Many of the ideas in the book have been implemented in a public domain document management system called mg, which is described in an appendix and is available on the Internet. The authors have tackled a number of practical issues in building such a system, and the book reflects their work. This is very much an ``engineering'' book; there are no theorems or proofs, and the mathematics is limited to simple back-of-the-envelope calculations analyzing the efficiency of some of the algorithms and heuristics proposed here. The authors describe some of the basic methods of compression and indexing, and provide practical examples of their use in real systems. Many of the methods are illustrated with numbers from sample databases, such as the TREC database, a large (2 GB) database with three quarter of a million documents and half a million terms in the index.
● ● ● ●
> _THINGS TO DO_
1 > Summarize the passage about the book in two sentences.
2 > Reproduce the passage about the book from "Many of the ideas" up to and including "in the index.".

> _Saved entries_
● ● ● ●
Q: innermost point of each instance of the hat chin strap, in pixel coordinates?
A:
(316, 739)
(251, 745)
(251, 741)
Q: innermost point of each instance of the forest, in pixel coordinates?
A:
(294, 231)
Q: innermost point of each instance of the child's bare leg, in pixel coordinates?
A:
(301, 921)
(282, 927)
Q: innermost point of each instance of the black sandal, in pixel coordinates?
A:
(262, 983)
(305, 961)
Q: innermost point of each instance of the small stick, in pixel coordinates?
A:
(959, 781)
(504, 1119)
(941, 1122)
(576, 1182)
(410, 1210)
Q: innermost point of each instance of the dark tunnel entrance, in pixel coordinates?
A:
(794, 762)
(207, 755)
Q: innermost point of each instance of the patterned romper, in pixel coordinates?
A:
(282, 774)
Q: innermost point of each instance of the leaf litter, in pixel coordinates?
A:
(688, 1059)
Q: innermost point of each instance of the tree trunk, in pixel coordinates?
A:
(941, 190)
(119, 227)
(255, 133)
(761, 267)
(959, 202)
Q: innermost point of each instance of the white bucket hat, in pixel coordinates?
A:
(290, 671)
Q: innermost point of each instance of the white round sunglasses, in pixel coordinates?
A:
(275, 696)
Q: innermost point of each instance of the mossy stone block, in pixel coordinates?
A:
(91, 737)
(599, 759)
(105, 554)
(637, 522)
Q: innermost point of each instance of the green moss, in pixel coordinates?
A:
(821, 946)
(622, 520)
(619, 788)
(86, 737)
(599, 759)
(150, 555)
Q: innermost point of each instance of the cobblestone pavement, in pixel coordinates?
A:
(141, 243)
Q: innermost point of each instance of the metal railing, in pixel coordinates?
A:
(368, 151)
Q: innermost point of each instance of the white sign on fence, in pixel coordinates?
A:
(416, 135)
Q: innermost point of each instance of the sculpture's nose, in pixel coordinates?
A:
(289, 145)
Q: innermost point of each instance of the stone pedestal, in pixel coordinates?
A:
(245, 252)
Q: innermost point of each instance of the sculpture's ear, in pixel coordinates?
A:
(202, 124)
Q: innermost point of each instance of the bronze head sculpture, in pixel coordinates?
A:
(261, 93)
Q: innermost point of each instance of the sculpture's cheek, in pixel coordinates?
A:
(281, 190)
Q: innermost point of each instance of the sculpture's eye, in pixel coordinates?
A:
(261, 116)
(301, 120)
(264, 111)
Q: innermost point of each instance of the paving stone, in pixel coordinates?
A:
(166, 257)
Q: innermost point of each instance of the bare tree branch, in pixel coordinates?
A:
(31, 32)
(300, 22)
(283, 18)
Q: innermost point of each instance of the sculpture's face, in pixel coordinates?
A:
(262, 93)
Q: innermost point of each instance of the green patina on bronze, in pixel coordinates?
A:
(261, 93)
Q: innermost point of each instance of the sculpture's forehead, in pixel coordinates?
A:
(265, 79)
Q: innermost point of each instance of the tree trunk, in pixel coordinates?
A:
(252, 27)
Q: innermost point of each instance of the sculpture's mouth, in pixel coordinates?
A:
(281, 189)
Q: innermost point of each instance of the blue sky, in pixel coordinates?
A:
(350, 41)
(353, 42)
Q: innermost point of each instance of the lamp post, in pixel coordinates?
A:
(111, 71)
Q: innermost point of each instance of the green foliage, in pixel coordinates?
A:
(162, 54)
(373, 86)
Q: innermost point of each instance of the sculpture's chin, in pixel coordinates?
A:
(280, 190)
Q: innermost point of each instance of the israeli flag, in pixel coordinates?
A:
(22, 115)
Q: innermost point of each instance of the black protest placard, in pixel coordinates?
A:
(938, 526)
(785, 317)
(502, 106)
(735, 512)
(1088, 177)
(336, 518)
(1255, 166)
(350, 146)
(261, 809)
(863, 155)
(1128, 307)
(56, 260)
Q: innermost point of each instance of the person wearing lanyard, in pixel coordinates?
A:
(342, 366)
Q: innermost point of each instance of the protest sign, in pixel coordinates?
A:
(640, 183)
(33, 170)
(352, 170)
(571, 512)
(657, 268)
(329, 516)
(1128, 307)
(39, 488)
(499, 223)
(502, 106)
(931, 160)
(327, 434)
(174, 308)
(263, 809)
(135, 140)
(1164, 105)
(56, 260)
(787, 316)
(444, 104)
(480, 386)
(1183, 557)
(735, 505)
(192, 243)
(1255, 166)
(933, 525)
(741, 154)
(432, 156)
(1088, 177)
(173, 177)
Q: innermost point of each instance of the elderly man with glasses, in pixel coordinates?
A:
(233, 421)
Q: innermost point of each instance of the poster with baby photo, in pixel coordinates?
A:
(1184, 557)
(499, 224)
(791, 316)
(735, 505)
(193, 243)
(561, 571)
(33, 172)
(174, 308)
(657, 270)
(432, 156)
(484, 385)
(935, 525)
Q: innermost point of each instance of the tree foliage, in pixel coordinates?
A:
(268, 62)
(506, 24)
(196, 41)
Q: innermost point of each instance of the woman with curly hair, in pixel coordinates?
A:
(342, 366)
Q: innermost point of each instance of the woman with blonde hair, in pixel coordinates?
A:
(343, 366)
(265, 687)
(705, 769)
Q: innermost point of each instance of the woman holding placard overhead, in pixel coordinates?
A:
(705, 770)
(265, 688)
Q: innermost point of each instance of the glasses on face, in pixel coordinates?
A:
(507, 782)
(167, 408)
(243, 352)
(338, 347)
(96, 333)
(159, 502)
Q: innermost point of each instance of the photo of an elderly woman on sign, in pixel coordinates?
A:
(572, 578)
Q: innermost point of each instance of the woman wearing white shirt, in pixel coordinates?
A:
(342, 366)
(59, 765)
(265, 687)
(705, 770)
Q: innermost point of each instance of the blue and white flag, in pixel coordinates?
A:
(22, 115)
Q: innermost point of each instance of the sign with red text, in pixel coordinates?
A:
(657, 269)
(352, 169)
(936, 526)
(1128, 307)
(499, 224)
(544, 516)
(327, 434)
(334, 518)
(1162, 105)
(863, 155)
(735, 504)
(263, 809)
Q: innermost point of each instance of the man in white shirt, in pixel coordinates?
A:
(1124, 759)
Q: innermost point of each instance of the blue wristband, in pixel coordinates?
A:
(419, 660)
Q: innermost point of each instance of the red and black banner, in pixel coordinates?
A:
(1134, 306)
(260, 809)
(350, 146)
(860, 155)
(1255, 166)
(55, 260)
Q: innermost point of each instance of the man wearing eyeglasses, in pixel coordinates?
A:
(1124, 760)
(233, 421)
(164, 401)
● ● ● ●
> _RESULTS OF THE TASKS_
1 > The book is a practical, engineering-oriented work on basic compression and indexing methods, with no theorems or proofs and only simple calculations of algorithm efficiency. Many of its ideas are implemented in mg, a public domain document management system described in an appendix, and its methods are illustrated with figures from sample databases such as the 2 GB TREC database.

2 >
Many of the ideas in the book have been implemented in a public domain document management system called mg, which is described in an appendix and is available on the Internet. The authors have tackled a number of practical issues in building such a system, and the book reflects their work. This is very much an ``engineering'' book; there are no theorems or proofs, and the mathematics is limited to simple back-of-the-envelope calculations analyzing the efficiency of some of the algorithms and heuristics proposed here. The authors describe some of the basic methods of compression and indexing, and provide practical examples of their use in real systems. Many of the methods are illustrated with numbers from sample databases, such as the TREC database, a large (2 GB) database with three quarter of a million documents and half a million terms in the index.